Objective →
Show every line of the material that contains the word "fixture", treating uppercase and lowercase as different.

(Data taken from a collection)
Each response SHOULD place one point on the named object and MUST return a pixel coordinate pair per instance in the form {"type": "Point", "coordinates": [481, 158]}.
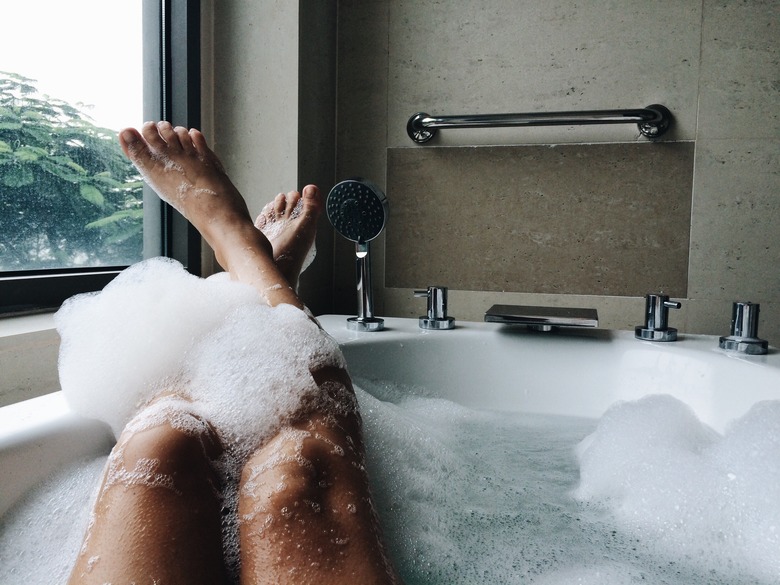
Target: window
{"type": "Point", "coordinates": [73, 211]}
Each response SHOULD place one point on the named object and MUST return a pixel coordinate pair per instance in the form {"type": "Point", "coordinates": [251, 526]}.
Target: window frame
{"type": "Point", "coordinates": [171, 78]}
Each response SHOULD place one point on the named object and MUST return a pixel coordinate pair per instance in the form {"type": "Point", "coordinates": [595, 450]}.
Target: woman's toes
{"type": "Point", "coordinates": [151, 134]}
{"type": "Point", "coordinates": [279, 205]}
{"type": "Point", "coordinates": [312, 200]}
{"type": "Point", "coordinates": [168, 133]}
{"type": "Point", "coordinates": [183, 137]}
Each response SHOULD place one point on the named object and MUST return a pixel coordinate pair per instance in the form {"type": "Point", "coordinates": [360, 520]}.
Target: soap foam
{"type": "Point", "coordinates": [685, 490]}
{"type": "Point", "coordinates": [470, 497]}
{"type": "Point", "coordinates": [478, 497]}
{"type": "Point", "coordinates": [157, 329]}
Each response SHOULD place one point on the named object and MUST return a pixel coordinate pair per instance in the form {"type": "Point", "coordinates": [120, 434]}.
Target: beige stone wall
{"type": "Point", "coordinates": [715, 65]}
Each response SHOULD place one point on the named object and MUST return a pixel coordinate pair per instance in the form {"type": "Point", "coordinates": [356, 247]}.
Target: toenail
{"type": "Point", "coordinates": [129, 136]}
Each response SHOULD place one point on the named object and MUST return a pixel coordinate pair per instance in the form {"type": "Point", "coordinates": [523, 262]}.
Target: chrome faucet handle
{"type": "Point", "coordinates": [656, 327]}
{"type": "Point", "coordinates": [437, 309]}
{"type": "Point", "coordinates": [744, 330]}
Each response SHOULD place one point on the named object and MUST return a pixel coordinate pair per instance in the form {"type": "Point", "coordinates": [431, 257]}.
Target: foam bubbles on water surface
{"type": "Point", "coordinates": [41, 535]}
{"type": "Point", "coordinates": [687, 491]}
{"type": "Point", "coordinates": [157, 329]}
{"type": "Point", "coordinates": [477, 497]}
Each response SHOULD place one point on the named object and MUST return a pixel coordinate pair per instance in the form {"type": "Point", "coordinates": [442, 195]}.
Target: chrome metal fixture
{"type": "Point", "coordinates": [437, 309]}
{"type": "Point", "coordinates": [744, 330]}
{"type": "Point", "coordinates": [358, 210]}
{"type": "Point", "coordinates": [542, 318]}
{"type": "Point", "coordinates": [656, 327]}
{"type": "Point", "coordinates": [652, 121]}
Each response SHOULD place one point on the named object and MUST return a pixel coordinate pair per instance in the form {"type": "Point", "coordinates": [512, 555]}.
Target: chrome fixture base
{"type": "Point", "coordinates": [437, 324]}
{"type": "Point", "coordinates": [365, 324]}
{"type": "Point", "coordinates": [744, 330]}
{"type": "Point", "coordinates": [656, 327]}
{"type": "Point", "coordinates": [542, 318]}
{"type": "Point", "coordinates": [669, 334]}
{"type": "Point", "coordinates": [436, 318]}
{"type": "Point", "coordinates": [746, 345]}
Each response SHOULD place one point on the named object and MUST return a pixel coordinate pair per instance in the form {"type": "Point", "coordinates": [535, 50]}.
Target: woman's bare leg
{"type": "Point", "coordinates": [290, 223]}
{"type": "Point", "coordinates": [305, 510]}
{"type": "Point", "coordinates": [157, 518]}
{"type": "Point", "coordinates": [178, 164]}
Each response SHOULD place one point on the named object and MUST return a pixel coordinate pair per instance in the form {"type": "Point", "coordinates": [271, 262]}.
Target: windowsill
{"type": "Point", "coordinates": [29, 346]}
{"type": "Point", "coordinates": [13, 326]}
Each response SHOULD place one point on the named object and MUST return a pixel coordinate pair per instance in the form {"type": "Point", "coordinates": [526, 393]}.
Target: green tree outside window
{"type": "Point", "coordinates": [68, 196]}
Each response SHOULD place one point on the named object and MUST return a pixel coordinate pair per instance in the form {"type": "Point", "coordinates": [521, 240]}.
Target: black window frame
{"type": "Point", "coordinates": [171, 57]}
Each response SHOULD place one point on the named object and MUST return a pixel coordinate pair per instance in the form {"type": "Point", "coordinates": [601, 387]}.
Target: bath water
{"type": "Point", "coordinates": [646, 494]}
{"type": "Point", "coordinates": [468, 496]}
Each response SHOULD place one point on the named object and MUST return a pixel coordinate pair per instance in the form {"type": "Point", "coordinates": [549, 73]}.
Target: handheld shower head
{"type": "Point", "coordinates": [357, 209]}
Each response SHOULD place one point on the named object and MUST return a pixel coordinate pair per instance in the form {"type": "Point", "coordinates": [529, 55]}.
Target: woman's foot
{"type": "Point", "coordinates": [290, 224]}
{"type": "Point", "coordinates": [178, 164]}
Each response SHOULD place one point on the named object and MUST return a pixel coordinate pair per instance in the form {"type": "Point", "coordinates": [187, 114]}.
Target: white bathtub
{"type": "Point", "coordinates": [484, 365]}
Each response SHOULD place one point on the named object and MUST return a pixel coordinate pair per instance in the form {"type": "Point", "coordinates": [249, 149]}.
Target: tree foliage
{"type": "Point", "coordinates": [68, 195]}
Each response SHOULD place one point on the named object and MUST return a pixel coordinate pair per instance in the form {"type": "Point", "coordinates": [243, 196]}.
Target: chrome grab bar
{"type": "Point", "coordinates": [652, 121]}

Complete response →
Target: chrome metal fixture
Target: chrome fixture base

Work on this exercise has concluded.